» Tâche à réaliser
Poursuivez le dialogue sur la matière et la conscience à partir de sa dernière réplique.

» Texte à lire
Lecture à la BU -> dialogue intérieur...

Publié le par EDG-E

- “Comment la matière devient conscience”… Je ne suis pas sûre que ce titre soit en accord avec la thèse que les auteurs de cet ouvrage défendent… C’est le terme “devenir” qui me dérange. Car si la conscience émerge de la matière, la matière elle ne devient rien, elle reste matière.

 
- Oui, mais il me semble que le terme “devenir” ne désigne pas là un changement d’état mais plutôt un changement de propriété : la matière “sans conscience” devient une matière “avec conscience”. Au contraire, je trouve que le titre est bien choisi tant il est ancré dans le monisme que défendent les auteurs.
 
- Tu parles de changement de propriétés… Mais comment une propriété telle qu’ “être doué de conscience” peut-elle apparaitre à partir de certaines matières?
Qu’un bout de plastique, par exemple, passe de l’état “transparent” à l’état “opaque”, je peux le concevoir aisément car il existe une succession de transformations physiques qui sous-tendent ce changement de propriété et toutes les étapes du passage de transparent à opaque peuvent être décrites et sont causalement reliées entre elles. Mais qu’en est-il pour le passage de “sans conscience” à “avec conscience”?
 
-Tu compares là des choses non comparables. La conscience est une notion subjective. La transparence est quand à elle un cractère physique objectif et peut donc naturellement être décrite par des moyens objectifs comme les sciences physiques.

» Jeu de données
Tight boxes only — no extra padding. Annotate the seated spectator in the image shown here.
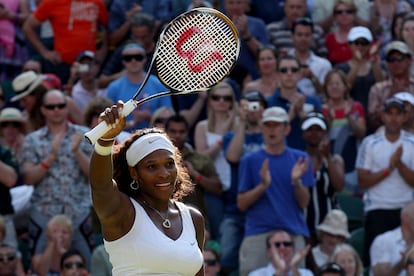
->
[316,263,345,276]
[330,243,364,276]
[248,230,313,276]
[91,244,112,276]
[404,246,414,276]
[65,51,106,111]
[32,215,73,275]
[60,249,89,276]
[150,106,175,128]
[0,242,26,276]
[394,92,414,134]
[0,107,26,158]
[370,201,414,276]
[306,209,350,272]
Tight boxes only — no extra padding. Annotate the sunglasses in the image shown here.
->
[0,254,16,263]
[43,103,66,110]
[204,259,217,266]
[63,262,85,269]
[385,55,407,63]
[0,122,21,128]
[351,39,370,46]
[273,241,293,248]
[279,67,300,74]
[334,10,354,15]
[211,95,233,102]
[122,54,145,62]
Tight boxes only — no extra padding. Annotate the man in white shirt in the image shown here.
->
[355,97,414,266]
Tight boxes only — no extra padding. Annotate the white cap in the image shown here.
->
[348,26,373,42]
[262,106,289,123]
[394,91,414,105]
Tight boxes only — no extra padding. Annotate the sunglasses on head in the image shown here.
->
[0,254,16,263]
[204,259,217,265]
[211,95,233,102]
[63,262,85,269]
[0,122,21,128]
[43,103,66,110]
[385,55,407,63]
[122,54,145,62]
[351,39,370,46]
[273,241,293,248]
[279,67,300,74]
[334,10,354,15]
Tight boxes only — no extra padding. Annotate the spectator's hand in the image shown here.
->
[290,244,310,268]
[270,245,287,275]
[43,50,62,64]
[318,136,331,159]
[259,159,272,189]
[390,145,403,169]
[291,157,309,182]
[99,101,126,140]
[71,132,83,153]
[125,4,142,22]
[51,132,65,158]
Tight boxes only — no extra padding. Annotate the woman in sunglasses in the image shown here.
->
[194,82,237,240]
[89,102,204,276]
[248,230,313,276]
[335,26,386,117]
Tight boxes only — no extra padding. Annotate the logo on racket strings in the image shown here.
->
[175,27,223,73]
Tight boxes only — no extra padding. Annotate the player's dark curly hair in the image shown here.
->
[112,128,193,200]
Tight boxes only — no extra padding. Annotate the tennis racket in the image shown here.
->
[85,8,240,144]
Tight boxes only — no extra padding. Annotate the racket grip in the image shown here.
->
[85,100,137,145]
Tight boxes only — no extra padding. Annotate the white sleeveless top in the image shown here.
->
[104,199,203,276]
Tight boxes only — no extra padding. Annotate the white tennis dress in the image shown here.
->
[104,200,203,276]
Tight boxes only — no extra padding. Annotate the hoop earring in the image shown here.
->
[129,179,139,191]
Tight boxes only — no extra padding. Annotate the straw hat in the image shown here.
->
[0,107,26,123]
[11,71,43,102]
[316,209,351,239]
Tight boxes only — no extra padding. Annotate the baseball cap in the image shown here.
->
[262,106,289,123]
[348,26,372,42]
[385,41,411,56]
[302,112,328,130]
[394,91,414,105]
[76,51,96,61]
[242,90,267,107]
[382,97,405,112]
[10,71,43,102]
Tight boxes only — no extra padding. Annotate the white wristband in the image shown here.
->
[95,143,112,156]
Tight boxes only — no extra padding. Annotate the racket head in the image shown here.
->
[153,8,240,94]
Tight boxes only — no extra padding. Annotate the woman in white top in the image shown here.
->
[90,103,204,276]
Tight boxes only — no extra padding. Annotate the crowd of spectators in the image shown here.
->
[0,0,414,276]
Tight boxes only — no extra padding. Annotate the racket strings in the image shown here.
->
[156,12,238,91]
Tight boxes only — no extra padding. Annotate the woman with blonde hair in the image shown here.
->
[330,243,364,276]
[194,82,237,239]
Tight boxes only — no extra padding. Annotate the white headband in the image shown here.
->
[126,133,174,167]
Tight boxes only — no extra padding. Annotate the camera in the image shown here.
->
[247,102,260,111]
[78,64,89,73]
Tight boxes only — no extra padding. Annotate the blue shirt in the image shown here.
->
[239,147,315,237]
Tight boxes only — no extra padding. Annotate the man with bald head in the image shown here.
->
[266,0,328,57]
[20,90,93,268]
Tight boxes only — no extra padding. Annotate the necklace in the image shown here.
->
[138,200,171,229]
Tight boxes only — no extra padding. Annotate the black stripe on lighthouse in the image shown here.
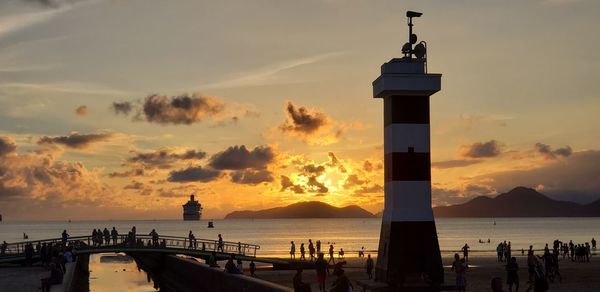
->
[384,152,431,182]
[383,96,429,127]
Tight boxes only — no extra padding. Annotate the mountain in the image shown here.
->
[433,187,600,217]
[225,201,374,219]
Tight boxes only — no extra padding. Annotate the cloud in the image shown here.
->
[534,142,573,159]
[280,175,304,194]
[111,101,133,115]
[167,166,221,183]
[123,180,145,190]
[108,168,145,178]
[280,102,329,135]
[0,136,17,157]
[0,143,116,209]
[474,150,600,202]
[38,132,114,149]
[143,94,225,125]
[460,140,502,158]
[230,170,273,185]
[431,159,483,169]
[22,0,85,8]
[127,148,206,168]
[209,145,275,170]
[75,105,88,116]
[279,102,343,145]
[306,176,329,193]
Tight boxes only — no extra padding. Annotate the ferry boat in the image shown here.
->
[183,195,202,221]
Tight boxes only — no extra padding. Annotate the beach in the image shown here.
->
[257,255,600,292]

» Réponse attendue
- Je suis fondamentalement d’accord avec ça! La conscience est une notion strictement subjective. La preuve en est qu’on ne dispose pas de moyen scientifique pour déterminer si oui ou non un être vivant (qu’il soit humain ou pas) est doté d’une conscience. De nombreux scientifiques se battent à propos des singes : certains leur attribuent une conscience alors que d’autres non. La vérité? personne ne sait, car la vérité est un concept qui fait appel à l’objectivité. Comment l’appliquer à cette notion subjective qu’est la conscience?
 
- Ta définition de la conscience est biaisée! Certes, il existe une face subjective de la conscience qui se caractérise par notre vécu personnel, ce qu’on ressent. Mais ce n’est pas pour ça qu’elle n’est que subjectivité et il ne faut pas négliger la face objective de ce concept de conscience! C’est cette face que les scientifiques étudient et tentent d’expliquer!
 
-Et comment s’y prennent-ils? En étudiant les zones qui s’allument quand on demande à un cobaye de penser à une pomme…? Puis en déduisant que cette zone qui s’allume n’est autre que le versant objectif, le substrat matériel de “la conscience d’une pomme”?
Mais si tu présupposes que la conscience a un versant objectif et que la conscience c’est l’activation de zones du cerveau, alors en réalisant l’expérience de la pomme tu ne démontres en rien cette hypothèse, tu ne fais que la visualiser (au moyen de technologies couteuses qui plus est…)
Et quand bien même, en supposant que ce soit vrai, que la conscience soit cette configuration particulière de la matière sous forme de neurones qui communiquent, comment les scientifiques expliquent-ils l’émergence d’une subjectivité?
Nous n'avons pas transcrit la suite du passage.